- _Text segment_
————
Denmark’s Culture Minister commented that “he hopes the change will see more books flying off the shelves.” Though the repeal of the tax on books will cut government revenue, proponents of the repeal see it as “an investment in the country’s cultural future.”

Of course, the ability to read is not simply a matter of a nation’s cultural future. It’s a matter of life and death, because the inability to read road signs, medicine bottle labels, appliance and tool safety instructions, and a long list of other things increases the risks of traffic accidents, workshop injuries, unintentional overdoses and poisonings, and a long list of other tragedies.

Yet lowering the cost of books by repealing the tax on books will increase reading activity and book sales only if the reason youngsters are not reading from books is the impact of the tax. It is possible that someone might refrain from buying a $20 book because the tax raises the cost to $25 but I propose that the reason for the decline in reading skills lies in a different direction. And it’s an issue that extends far beyond the borders of Denmark.

The time once invested in reading is now invested in looking at and listening to screen. The decline has its origins not in the internet but in television and digital technology has merely accelerated that decline. The decline in reading isn’t a phenomenon limited to today’s youngsters. Many adults, today and even in the latter decades of the twentieth century and the first two decades of this one, read very little, especially reading for fun. The reasons include a lack of time, a problem faced by adults trying to raise children and hold down a job, but also the ease of watching or listening, especially when it is possible to watch or listen while doing various tasks.
————
- _Data supplied_
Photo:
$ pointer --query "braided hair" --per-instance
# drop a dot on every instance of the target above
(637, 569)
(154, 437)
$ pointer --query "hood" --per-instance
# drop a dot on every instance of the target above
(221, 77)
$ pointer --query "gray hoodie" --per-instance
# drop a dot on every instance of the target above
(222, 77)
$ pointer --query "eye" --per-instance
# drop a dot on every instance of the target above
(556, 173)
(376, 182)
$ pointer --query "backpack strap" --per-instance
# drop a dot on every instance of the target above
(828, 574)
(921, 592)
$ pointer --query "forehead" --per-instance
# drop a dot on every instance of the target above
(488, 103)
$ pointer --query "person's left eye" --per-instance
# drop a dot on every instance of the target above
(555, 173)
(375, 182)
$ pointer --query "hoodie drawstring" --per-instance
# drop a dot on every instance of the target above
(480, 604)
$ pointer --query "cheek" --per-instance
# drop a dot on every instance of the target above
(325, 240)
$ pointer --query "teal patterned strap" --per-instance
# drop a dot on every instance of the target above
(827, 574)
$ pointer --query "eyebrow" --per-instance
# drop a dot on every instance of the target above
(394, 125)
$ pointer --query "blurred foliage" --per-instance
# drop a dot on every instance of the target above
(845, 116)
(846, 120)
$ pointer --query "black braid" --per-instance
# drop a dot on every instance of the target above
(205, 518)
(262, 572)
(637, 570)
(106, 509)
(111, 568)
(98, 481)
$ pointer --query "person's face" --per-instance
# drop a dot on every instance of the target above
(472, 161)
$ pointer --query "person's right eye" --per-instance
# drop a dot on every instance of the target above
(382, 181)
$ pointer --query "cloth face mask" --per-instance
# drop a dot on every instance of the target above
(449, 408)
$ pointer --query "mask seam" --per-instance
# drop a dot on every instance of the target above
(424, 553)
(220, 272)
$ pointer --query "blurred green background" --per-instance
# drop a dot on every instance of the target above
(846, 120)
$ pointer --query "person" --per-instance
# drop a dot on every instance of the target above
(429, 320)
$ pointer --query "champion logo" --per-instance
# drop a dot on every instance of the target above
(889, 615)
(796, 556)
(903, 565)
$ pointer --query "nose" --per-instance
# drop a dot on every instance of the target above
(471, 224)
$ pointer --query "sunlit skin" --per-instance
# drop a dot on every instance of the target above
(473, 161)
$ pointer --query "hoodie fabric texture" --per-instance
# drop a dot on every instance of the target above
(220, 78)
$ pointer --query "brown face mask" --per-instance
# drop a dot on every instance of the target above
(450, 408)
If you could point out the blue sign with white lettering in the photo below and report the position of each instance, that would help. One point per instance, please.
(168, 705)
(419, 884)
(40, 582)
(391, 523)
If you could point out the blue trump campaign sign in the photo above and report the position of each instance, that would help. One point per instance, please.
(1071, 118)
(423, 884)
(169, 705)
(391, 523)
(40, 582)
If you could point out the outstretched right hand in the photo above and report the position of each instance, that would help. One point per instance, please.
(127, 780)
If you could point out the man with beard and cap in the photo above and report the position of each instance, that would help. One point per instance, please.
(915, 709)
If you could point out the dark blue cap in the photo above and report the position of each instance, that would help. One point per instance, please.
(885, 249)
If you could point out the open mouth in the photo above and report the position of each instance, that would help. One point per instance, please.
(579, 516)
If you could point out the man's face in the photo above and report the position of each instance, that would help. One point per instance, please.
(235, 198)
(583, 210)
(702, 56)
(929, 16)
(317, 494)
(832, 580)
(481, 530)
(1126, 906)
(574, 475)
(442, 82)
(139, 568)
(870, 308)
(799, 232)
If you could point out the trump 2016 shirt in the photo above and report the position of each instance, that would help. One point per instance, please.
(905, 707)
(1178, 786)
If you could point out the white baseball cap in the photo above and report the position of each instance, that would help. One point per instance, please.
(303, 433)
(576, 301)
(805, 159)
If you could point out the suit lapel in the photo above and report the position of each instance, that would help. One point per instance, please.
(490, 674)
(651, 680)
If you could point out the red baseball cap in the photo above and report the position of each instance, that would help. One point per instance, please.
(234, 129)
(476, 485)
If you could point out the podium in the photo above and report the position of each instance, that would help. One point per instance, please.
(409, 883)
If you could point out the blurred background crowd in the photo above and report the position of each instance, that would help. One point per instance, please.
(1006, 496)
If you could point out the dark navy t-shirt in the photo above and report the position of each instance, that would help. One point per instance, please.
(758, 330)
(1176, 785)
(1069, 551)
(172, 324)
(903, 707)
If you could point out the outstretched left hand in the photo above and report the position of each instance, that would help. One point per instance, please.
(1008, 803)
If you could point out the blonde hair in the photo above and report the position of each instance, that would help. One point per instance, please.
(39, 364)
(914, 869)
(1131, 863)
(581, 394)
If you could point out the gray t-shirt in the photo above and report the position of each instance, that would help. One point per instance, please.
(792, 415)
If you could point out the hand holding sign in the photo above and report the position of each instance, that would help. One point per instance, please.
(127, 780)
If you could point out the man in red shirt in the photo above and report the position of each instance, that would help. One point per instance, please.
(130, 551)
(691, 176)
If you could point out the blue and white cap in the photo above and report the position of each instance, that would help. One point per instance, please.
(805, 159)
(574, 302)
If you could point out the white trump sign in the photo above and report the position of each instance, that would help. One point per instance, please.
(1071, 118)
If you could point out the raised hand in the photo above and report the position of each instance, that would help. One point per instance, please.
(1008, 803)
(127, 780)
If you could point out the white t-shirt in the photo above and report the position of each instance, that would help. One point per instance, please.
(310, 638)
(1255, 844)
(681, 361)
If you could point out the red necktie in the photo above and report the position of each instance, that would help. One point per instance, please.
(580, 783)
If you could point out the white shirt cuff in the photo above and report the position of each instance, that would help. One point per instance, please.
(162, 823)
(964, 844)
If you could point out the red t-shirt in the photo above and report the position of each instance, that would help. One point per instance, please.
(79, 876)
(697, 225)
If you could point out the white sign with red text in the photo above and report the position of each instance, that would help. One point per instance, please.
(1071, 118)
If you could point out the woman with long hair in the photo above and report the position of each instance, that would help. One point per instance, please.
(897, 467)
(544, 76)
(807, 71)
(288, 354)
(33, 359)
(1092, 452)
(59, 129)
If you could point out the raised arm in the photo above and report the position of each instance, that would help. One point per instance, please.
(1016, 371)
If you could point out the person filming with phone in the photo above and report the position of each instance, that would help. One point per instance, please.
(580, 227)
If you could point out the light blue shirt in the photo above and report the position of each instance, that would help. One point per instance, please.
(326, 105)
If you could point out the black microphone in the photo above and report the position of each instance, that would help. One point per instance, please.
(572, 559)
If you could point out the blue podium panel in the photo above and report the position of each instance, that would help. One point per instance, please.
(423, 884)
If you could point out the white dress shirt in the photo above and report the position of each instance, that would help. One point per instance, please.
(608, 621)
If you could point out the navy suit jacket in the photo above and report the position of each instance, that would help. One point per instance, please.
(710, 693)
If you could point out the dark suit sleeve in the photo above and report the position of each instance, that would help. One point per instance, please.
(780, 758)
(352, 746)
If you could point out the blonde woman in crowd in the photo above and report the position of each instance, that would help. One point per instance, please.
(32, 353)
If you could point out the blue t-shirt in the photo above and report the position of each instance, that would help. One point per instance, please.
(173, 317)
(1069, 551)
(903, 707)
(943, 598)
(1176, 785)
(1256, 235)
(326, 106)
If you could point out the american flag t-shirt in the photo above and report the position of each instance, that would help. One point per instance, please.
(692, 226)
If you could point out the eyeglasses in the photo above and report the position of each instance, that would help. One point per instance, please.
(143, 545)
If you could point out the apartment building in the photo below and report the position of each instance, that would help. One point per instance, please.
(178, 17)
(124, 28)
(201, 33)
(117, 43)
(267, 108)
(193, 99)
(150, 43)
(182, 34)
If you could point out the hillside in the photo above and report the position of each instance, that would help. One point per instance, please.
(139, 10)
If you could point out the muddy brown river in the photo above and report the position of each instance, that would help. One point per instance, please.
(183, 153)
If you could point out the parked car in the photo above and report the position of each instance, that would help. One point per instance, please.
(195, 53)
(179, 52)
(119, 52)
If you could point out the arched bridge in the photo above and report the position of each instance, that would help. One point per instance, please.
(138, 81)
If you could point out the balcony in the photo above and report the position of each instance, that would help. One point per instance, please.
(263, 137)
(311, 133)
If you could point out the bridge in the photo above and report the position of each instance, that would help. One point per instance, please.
————
- _Work instructions_
1. In the book tax passage, where does the decline in reading have its origins?
2. Summarize the book tax passage in two sentences.
3. Please continue the book tax passage from the point where it stops.

- _Responses by task_
1. In television, not the internet; digital technology only accelerated the decline.

2. Denmark's repeal of its tax on books will cut government revenue, but proponents see it as an investment in the country's cultural future, while the ability to read is also a matter of life and death. The writer argues that the repeal will raise reading only if the tax is why youngsters don't read, and proposes instead that time once spent reading now goes to screens, a decline that began with television and extends to adults as well.

3.
Youngsters, who are somewhat more comfortable and certainly more adept with digital technology, are even more likely to turn to the screen unless they are required to read a book. And given that books can be read online or on a tablet or similar device, purchasing a book in “hard format” is an idea that continues to attract fewer and fewer people as the years pass.

Getting people, particularly youngsters and students, to use print books perhaps is near impossible or very difficult. Most prefer audiobooks and videos. One popular remedy, banning screens from classrooms, has a negative effect. I speak from experience. Student achievement increased as I incorporated more and more digital technology into my teaching. This included front-of-the-room screens and the administration of mini-exams requiring responses inputted through computer or phone internet connections to my laptop. The front-of-the-room screen in the classroom, in many ways, is nothing more than a modernized blackboard. It still required students to have the ability to read. As pointed out in the preceding paragraph, a person can read from something on a screen.

The reading problem isn’t the screen per se. It’s the failed use of the screen, when there is accompanying audio that simply repeats the words on the screen, or when the screen is text-free, as is the case with many video games. Worse, too often what is on the screen is too short, or uses oversimplified vocabulary, and becomes nothing more than a visual version of a misleading audio sound bite. The worst versions are the videos that contain only text and that take 10 times as much time to hear as would be required simply to read the text.

The issue ultimately isn’t the purchase and use of books, though some of us, myself included, simply enjoy holding a book to read. Yet more and more of my reading has shifted from paper books to the digital environment. The issue is finding ways to teach and encourage people, especially youngsters, to read text whether on a printed page or a screen.

So is the tax law the avenue for encouraging people to read? No. Slightly reducing the price of books impacts only the very few who choose to buy a book for $20 but not $25. Tax credits or deductions for buying books would do nothing more than open the door to wholesale fraud, to say nothing of the challenges presented when trying to administer such provisions.